### Problem to solve
The entries below must be retyped exactly. Pictures are to be omitted.

[Source data Boundary: Start]

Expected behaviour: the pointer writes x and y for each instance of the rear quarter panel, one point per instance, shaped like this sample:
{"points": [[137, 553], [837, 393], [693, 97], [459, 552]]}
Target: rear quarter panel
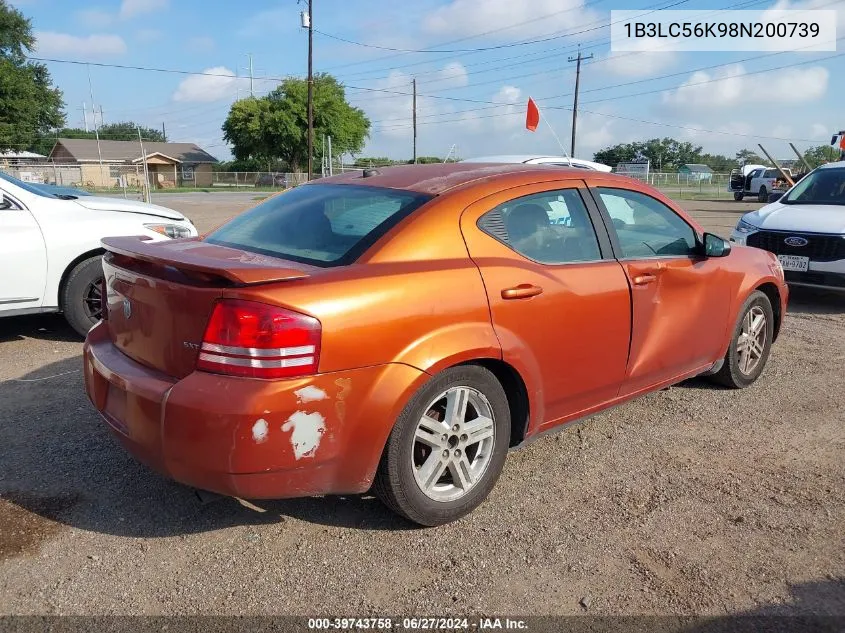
{"points": [[415, 298], [749, 269]]}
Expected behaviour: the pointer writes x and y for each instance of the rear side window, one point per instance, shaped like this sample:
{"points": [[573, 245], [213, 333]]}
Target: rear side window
{"points": [[324, 225], [553, 227]]}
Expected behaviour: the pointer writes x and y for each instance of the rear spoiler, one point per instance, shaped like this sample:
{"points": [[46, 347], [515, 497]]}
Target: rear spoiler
{"points": [[237, 266]]}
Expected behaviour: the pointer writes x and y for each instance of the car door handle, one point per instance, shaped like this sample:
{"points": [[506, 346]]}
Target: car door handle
{"points": [[644, 279], [522, 291]]}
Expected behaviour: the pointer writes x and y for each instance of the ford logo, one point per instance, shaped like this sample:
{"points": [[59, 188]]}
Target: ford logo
{"points": [[795, 241]]}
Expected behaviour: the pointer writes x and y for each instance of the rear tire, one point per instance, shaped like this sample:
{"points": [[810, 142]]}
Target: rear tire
{"points": [[81, 300], [424, 480], [750, 344]]}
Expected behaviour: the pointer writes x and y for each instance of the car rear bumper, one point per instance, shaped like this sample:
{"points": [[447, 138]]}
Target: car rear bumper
{"points": [[825, 275], [817, 279], [250, 438]]}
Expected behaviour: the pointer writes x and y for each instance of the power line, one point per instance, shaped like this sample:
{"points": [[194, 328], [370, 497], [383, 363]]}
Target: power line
{"points": [[484, 48]]}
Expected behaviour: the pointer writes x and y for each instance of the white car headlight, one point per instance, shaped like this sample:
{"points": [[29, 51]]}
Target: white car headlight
{"points": [[173, 231], [744, 227]]}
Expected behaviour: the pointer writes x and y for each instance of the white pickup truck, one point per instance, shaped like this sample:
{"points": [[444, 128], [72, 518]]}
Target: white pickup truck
{"points": [[754, 180]]}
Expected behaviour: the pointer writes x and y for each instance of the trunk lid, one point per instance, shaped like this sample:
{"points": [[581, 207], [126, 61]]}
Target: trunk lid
{"points": [[160, 294]]}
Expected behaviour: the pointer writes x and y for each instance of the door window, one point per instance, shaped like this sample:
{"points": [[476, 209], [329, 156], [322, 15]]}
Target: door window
{"points": [[646, 227], [552, 227]]}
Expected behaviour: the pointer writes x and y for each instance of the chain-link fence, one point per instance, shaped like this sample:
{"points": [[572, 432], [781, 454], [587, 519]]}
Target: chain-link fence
{"points": [[689, 186]]}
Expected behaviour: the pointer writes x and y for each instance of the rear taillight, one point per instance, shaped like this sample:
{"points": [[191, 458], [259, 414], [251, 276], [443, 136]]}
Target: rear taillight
{"points": [[256, 340]]}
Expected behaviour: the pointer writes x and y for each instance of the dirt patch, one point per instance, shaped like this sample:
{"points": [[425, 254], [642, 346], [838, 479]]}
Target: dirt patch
{"points": [[26, 521]]}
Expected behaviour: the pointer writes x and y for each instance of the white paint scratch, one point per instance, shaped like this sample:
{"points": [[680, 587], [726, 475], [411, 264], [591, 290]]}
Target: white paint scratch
{"points": [[308, 429], [259, 431], [310, 394]]}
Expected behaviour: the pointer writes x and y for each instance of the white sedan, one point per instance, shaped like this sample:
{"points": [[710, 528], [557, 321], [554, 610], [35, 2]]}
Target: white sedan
{"points": [[50, 252], [805, 228]]}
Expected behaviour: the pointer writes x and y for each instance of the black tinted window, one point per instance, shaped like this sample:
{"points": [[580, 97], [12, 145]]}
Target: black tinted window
{"points": [[552, 227], [318, 224], [646, 227]]}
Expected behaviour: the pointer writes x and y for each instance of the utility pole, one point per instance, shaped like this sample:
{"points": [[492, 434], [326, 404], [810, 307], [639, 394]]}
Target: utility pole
{"points": [[85, 115], [575, 104], [251, 76], [308, 22], [96, 129], [414, 82], [146, 188]]}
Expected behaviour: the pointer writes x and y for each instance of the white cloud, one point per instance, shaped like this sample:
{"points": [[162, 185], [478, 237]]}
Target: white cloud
{"points": [[99, 19], [453, 75], [730, 87], [220, 83], [51, 43], [147, 35], [265, 22], [639, 64], [200, 44], [820, 131], [465, 17], [132, 8], [95, 18], [799, 5]]}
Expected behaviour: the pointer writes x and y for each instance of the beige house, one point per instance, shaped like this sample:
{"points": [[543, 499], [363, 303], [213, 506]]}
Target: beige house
{"points": [[120, 162]]}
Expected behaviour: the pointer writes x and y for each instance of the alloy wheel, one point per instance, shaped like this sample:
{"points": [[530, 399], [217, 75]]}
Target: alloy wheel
{"points": [[453, 444], [751, 342], [92, 300]]}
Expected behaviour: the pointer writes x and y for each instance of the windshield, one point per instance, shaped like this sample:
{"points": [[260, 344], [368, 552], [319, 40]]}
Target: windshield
{"points": [[822, 186], [324, 225], [31, 188]]}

[Source data Boundary: End]

### Exercise solution
Expected behaviour: the pointer writes x and y for each instance of the rear quarter panel, one point per instance, shaped like this sample:
{"points": [[137, 553], [837, 393], [693, 97], [459, 552]]}
Target: rear quarter panel
{"points": [[415, 298], [749, 269]]}
Expected behaviour: the pointer writes x and y for each instance of the rear side window, one point per instance, shaped like this sample:
{"points": [[573, 245], [213, 333]]}
Target: rear side window
{"points": [[324, 225], [553, 227]]}
Expected behaviour: the pointer writes x and y for each instance of the rear spoiler, one point per instance, shaped like this sample:
{"points": [[46, 347], [515, 497]]}
Target: rear spoiler
{"points": [[237, 266]]}
Expected behaviour: the pointer writes x and y for each instance of the car door handle, one point per instance, shaped like this sample:
{"points": [[506, 346]]}
Target: car door handle
{"points": [[644, 279], [522, 291]]}
Expected behaviour: the pointer writes x and y for each instance of the ford logo, one point per instance, shaped like this sample:
{"points": [[59, 188]]}
Target: ford logo
{"points": [[795, 241]]}
Expected behaviour: the pointer writes x and y for each instance of the rear tire, one point per instance, shaped like this sample:
{"points": [[810, 142]]}
Target: rear tire
{"points": [[81, 300], [424, 480], [750, 344]]}
Expected behaviour: the pointer writes x and y for each instance of the car rear bumper, one point per instance, shaped like this sample:
{"points": [[447, 138]]}
Target: car rear bumper
{"points": [[825, 275], [817, 279], [250, 438]]}
Expected behaviour: the pointer writes x and y for each instance of the power line, one point per instance, shaped like this sample:
{"points": [[194, 328], [370, 497], [383, 363]]}
Target: power line
{"points": [[484, 48]]}
Expected behaviour: the pointer writes x and y for each instance of the white car headlight, one point per instance, shaped like this sample:
{"points": [[29, 51]]}
Target: white car headlight
{"points": [[173, 231], [744, 227]]}
Expected behaviour: the pointer writes x and y for each instance of the white pickup truck, one point per instance, shaped like this sample:
{"points": [[444, 128], [72, 518]]}
Target: white pickup truck
{"points": [[754, 180]]}
Expected behaviour: the pointer writes x and y for each instance of the trunk lid, one point per instance, shaped like this sample:
{"points": [[581, 207], [126, 61]]}
Target: trunk lid
{"points": [[160, 294]]}
Expected behaviour: the pointer writes x and y for each instance of the door window, one point per instance, shaped like this sample:
{"points": [[476, 209], [329, 156], [322, 15]]}
Target: door window
{"points": [[646, 227], [552, 227]]}
Expected behaviour: the pointer writes x and y for each instance of the chain-link fence, one point per instance, shaped like this sample:
{"points": [[572, 432], [781, 454], [587, 519]]}
Target: chain-link fence
{"points": [[689, 186]]}
Expected behaviour: the pointer writes x and y for each instance of the rear taillight, one point per instance, shaped like this sample:
{"points": [[191, 458], [259, 414], [251, 276], [443, 136]]}
Target: rear taillight
{"points": [[256, 340]]}
Expected behaviour: the pointer writes x and y for each instance of the dirt patch, one point per instance, shaped like this sample:
{"points": [[425, 254], [642, 346], [838, 479]]}
Target: dirt patch
{"points": [[26, 521]]}
Expected behaviour: the pointer writes x and y for each instance of the white paint scratch, one point per instance, shaped like this sample:
{"points": [[680, 587], [726, 475], [411, 264], [591, 290]]}
Target: white paint scratch
{"points": [[308, 429], [259, 431], [310, 394]]}
Expected behaviour: the pointer writes x and y for each instance of the white sedan, one point per instance, shaped like this sample:
{"points": [[710, 528], [557, 321], [554, 610], [35, 2]]}
Target: white sedan
{"points": [[50, 252], [805, 228]]}
Expected behaviour: the pointer writes x and y for each instance of the black tinted window, one point per instance, shaped like this sample:
{"points": [[580, 97], [12, 145]]}
Target: black tinted window
{"points": [[552, 227], [318, 224], [646, 227]]}
Expected behaviour: the pointer writes x and y for each instance of the utility pole, one point per instance, shaped like this sample:
{"points": [[492, 434], [326, 404], [810, 307], [639, 394]]}
Target: utility pole
{"points": [[85, 115], [575, 104], [251, 76], [308, 22], [96, 129], [414, 82], [146, 188]]}
Expected behaviour: the pointer writes x and y for each instance of the white cloud, one point per instance, shaped like this sample:
{"points": [[162, 185], [478, 237]]}
Target: white cloud
{"points": [[99, 19], [453, 75], [730, 87], [220, 83], [51, 43], [147, 35], [265, 22], [639, 64], [200, 44], [820, 131], [465, 17], [132, 8], [95, 18], [799, 5]]}
Expected behaviour: the pointer writes x and y for each instance of the beige house, one point per instance, shaped like this sample:
{"points": [[543, 499], [363, 303], [213, 506]]}
Target: beige house
{"points": [[120, 162]]}
Expected behaviour: the pointer writes x and y for each instance of the alloy wheel, one point per instance, shaped like this sample:
{"points": [[530, 399], [217, 75]]}
Target: alloy wheel
{"points": [[453, 444], [751, 342], [92, 300]]}
Expected behaviour: the pointer writes x and y for each instance of the windshield, one point per instance, shaped like this sample:
{"points": [[260, 344], [368, 552], [319, 40]]}
Target: windshield
{"points": [[822, 186], [324, 225], [31, 188]]}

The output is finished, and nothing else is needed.